### Requirement 1
From the article on the bee discovery, set down the passage starting with "If Dr. John" and going on through "very un-honeybee-like way.".
### Requirement 2
Answer these questions from the article on the bee discovery:
(a) Where was Hafernik when he first noticed the mystery?
(b) What did he find in the vial after a week?
(c) Until what year had no one seen or heard of colony collapse disorder?
### Requirement 3
Decide whether each statement agrees with the article on the bee discovery, and support each answer with the deciding words of the article:
(a) Hafernik first noticed the mystery one morning two years ago.
(b) Hafernik left the bees he collected out on the tarmac.
(c) Colony collapse disorder has since been explained.

### Text segment
Passing observation leads to unintentional bee discovery

SAN FRANCISCO

If Dr. John Hafernik is an indication, never take the observational prowess of a scientist for granted, even on a route he walks almost every day.

"You're always looking, always thinking about what is going on," he said.

For instance, one morning two years ago when he first noticed the mystery outside Hensel Hall on the San Francisco State campus.

"I look around and there are all these bees on the tarmac," Hafernik said.

He knew they came from a hive down below and that in the cold weather they should have remained inside. There were dozens of dead bees, then, as now. And the dying ones were wandering about in a very un-honeybee-like way.

Being the curious sort, Hafernik scooped a few bees into a test tube, carried them upstairs and brought them to his office.

"One of the great things about science is serendipity," Hafernik said.

And then a week passed. The doctor didn't pay any attention at all to that vial, and then he looked.

"I looked at it and there were all these brown pupae in it. I knew they were flies," Hafernik said.

That's when the doctor knew he had made an accidental discovery. Until 2006, no one had seen or heard of colony collapse disorder, either. It remains unexplained, a threat to honeybees worldwide, and especially in the United States.

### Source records
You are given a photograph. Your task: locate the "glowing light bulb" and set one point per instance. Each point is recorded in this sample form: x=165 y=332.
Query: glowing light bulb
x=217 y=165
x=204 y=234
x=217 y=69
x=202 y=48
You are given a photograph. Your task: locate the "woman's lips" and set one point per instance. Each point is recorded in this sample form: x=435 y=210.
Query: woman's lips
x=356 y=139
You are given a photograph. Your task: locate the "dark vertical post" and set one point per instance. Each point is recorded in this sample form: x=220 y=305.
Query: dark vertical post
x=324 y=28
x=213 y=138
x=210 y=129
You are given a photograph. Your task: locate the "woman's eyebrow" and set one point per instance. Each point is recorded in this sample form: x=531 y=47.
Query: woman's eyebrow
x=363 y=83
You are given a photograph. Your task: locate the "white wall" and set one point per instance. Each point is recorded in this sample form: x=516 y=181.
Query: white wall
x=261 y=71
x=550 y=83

* * *

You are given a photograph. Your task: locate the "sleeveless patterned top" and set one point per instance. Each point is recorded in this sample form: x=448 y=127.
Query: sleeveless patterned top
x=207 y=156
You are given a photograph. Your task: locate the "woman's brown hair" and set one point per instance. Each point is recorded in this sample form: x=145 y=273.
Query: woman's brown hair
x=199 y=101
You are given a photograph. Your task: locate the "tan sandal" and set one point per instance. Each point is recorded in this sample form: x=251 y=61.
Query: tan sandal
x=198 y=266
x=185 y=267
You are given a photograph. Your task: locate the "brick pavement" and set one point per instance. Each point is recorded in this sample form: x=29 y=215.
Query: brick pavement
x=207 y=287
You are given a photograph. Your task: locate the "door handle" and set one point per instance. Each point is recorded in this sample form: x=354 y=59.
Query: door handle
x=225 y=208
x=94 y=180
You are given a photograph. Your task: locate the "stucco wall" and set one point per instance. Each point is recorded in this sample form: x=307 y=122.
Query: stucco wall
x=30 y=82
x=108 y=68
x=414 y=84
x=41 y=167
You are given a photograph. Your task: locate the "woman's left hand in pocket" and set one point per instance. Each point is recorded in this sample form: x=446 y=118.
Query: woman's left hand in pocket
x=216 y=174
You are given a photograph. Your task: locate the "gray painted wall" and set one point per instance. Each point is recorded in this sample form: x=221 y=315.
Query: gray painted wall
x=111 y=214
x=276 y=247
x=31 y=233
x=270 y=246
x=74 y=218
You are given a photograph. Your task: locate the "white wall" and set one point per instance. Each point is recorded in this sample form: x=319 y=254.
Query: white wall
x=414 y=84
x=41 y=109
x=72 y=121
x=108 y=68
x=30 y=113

* * *

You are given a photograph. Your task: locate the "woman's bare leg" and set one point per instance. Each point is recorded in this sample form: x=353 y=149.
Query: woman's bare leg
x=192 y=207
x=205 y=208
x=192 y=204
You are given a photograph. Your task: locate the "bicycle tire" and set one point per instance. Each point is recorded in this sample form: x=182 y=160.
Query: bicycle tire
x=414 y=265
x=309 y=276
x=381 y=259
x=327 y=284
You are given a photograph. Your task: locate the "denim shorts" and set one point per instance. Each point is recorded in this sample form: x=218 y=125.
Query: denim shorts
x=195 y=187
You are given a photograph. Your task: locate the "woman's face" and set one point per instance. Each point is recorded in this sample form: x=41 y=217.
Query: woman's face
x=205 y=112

### Expected answer 1
If Dr. John Hafernik is an indication, never take the observational prowess of a scientist for granted, even on a route he walks almost every day.

"You're always looking, always thinking about what is going on," he said.

For instance, one morning two years ago when he first noticed the mystery outside Hensel Hall on the San Francisco State campus.

"I look around and there are all these bees on the tarmac," Hafernik said.

He knew they came from a hive down below and that in the cold weather they should have remained inside. There were dozens of dead bees, then, as now. And the dying ones were wandering about in a very un-honeybee-like way.

### Expected answer 2
(a) Outside Hensel Hall on the San Francisco State campus.
(b) Brown pupae, which he knew were flies.
(c) 2006.

### Expected answer 3
(a) Yes: "one morning two years ago when he first noticed the mystery outside Hensel Hall"
(b) No: "carried them upstairs and brought them to his office"
(c) No: "It remains unexplained"